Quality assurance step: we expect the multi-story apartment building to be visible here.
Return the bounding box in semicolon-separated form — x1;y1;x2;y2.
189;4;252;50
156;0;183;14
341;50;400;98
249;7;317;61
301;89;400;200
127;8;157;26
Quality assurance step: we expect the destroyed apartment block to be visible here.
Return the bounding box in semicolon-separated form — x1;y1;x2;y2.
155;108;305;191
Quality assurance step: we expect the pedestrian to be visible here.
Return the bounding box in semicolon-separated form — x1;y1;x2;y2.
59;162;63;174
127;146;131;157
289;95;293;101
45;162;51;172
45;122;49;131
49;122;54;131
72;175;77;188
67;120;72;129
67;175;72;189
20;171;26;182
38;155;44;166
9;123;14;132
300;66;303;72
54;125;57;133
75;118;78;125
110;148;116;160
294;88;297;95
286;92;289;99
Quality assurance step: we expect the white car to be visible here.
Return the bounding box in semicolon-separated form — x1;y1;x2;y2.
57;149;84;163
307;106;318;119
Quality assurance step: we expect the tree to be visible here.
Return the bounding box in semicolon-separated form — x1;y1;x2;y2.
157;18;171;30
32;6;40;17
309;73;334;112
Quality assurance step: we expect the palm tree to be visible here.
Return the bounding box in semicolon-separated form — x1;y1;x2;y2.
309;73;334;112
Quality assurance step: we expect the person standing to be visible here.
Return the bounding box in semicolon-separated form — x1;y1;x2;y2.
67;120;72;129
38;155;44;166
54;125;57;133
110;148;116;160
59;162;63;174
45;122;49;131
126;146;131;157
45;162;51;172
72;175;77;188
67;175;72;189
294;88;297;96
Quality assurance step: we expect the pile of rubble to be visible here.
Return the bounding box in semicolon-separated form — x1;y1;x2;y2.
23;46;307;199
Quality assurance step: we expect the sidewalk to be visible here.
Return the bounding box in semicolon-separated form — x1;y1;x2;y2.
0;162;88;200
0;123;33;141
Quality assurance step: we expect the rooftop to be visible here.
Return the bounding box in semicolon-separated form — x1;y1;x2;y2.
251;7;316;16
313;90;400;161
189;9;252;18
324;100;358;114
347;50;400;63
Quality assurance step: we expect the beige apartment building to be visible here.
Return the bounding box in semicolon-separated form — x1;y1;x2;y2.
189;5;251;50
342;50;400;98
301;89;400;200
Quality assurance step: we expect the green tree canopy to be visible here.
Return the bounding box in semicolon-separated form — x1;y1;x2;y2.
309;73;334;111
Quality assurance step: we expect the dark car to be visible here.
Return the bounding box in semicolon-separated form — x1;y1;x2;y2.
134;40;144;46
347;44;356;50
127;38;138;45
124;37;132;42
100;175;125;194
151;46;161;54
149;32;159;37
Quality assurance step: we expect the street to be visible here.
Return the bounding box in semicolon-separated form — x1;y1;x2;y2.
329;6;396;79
...
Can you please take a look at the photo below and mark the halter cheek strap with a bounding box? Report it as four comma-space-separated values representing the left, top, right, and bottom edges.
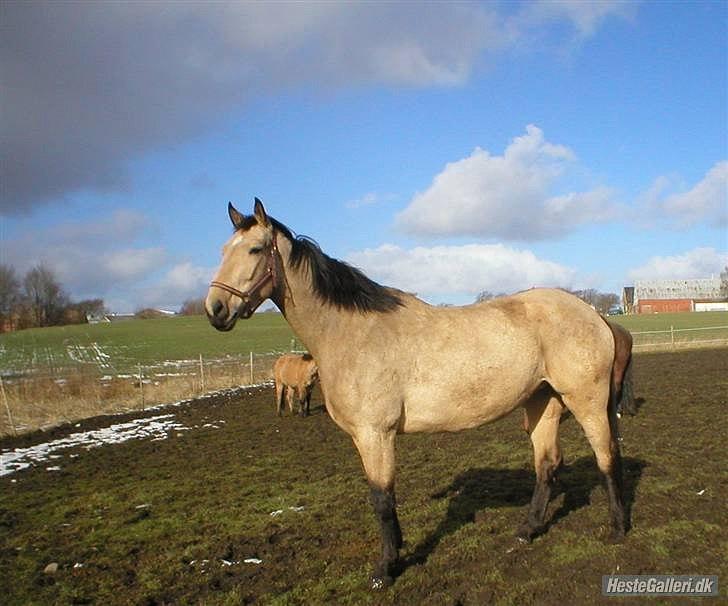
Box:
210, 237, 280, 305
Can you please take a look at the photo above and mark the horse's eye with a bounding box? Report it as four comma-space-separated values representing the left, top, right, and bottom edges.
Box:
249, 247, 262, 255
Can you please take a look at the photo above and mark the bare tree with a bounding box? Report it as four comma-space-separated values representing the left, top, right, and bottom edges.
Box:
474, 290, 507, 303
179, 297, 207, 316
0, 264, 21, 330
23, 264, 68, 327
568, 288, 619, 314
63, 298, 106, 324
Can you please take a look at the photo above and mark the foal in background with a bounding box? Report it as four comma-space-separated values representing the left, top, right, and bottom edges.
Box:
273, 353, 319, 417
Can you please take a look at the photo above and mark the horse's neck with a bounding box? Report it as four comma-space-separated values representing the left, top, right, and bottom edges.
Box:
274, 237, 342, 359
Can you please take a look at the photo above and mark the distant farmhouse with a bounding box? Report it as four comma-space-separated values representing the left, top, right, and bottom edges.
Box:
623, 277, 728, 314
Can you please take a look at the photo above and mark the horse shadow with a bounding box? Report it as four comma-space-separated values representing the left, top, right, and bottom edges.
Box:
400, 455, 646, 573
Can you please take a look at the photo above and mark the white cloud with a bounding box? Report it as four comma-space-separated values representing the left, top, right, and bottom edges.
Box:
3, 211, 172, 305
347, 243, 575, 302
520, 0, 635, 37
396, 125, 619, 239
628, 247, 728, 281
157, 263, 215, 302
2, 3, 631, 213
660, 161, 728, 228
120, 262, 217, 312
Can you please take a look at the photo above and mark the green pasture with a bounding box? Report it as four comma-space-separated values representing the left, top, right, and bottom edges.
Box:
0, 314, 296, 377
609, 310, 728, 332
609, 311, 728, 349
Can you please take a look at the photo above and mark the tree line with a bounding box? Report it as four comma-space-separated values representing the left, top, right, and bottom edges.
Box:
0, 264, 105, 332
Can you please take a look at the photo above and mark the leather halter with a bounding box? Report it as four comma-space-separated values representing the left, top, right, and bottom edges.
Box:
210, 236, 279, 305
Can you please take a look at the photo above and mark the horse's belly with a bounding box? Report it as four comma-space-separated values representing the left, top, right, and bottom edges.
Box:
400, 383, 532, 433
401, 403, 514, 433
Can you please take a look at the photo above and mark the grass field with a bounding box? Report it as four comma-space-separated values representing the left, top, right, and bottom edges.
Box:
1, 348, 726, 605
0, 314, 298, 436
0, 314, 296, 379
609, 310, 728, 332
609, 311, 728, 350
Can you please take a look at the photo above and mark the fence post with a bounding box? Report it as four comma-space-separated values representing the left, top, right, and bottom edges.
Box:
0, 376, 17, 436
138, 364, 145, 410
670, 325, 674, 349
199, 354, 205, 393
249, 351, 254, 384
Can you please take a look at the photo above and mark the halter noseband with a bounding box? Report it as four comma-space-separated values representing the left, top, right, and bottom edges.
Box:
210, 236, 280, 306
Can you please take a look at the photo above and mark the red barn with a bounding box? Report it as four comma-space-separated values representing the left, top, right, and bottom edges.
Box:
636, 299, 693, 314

**What to work on:** How many lines in the records above hold the string "horse"? Only the number is wanted.

**Output of the exercise:** 4